**Material to process:**

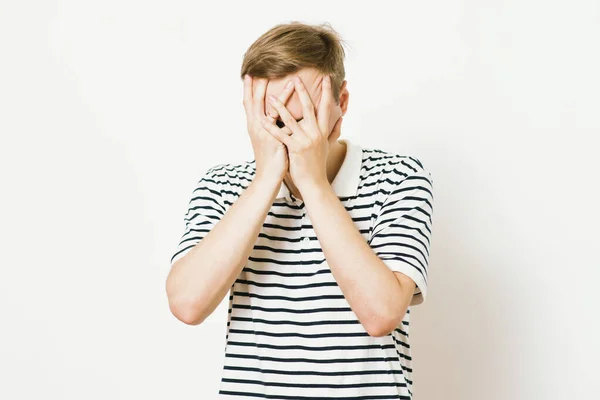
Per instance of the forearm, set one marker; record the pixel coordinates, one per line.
(198, 282)
(369, 286)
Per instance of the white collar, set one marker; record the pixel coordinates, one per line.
(345, 183)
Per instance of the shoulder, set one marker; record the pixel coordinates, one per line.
(226, 173)
(228, 180)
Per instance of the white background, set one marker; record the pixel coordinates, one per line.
(110, 112)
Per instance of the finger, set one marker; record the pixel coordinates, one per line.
(308, 108)
(285, 94)
(286, 117)
(278, 134)
(325, 105)
(247, 94)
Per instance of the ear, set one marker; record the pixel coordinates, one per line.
(336, 131)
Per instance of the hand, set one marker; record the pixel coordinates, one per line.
(308, 145)
(271, 157)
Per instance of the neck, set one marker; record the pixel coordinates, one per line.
(335, 159)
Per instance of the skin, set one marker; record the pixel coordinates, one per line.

**Work instructions:** Every line of the listing above is to be set down verbatim, without the pictures.

**Expected answer:**
Per instance of the forearm, set one marker; record the pixel coordinates, one per line.
(198, 282)
(369, 286)
Per instance of the white collar, set one marker; record the pixel coordinates, one per line.
(345, 183)
Per instance of the shoulder, set one marker; record the pixel coordinates, one per line.
(226, 173)
(228, 180)
Per instance of the white background, set one marker; record the pixel coordinates, one per line.
(110, 112)
Per instance of the finger, set one marker; record the pixel coordinates, one per line.
(308, 108)
(285, 94)
(286, 117)
(278, 134)
(325, 105)
(247, 94)
Per instance of the ear, set one marker; record the pixel coordinates, one per line.
(336, 131)
Per instance of the hand, set one marker; record the pixel coordinates, one per line.
(308, 145)
(271, 157)
Per instance of the neck, set one marker; record the pixel coordinates, one per line.
(335, 159)
Per instance of the skin, set one marker; record the pixel coordinates, one per line.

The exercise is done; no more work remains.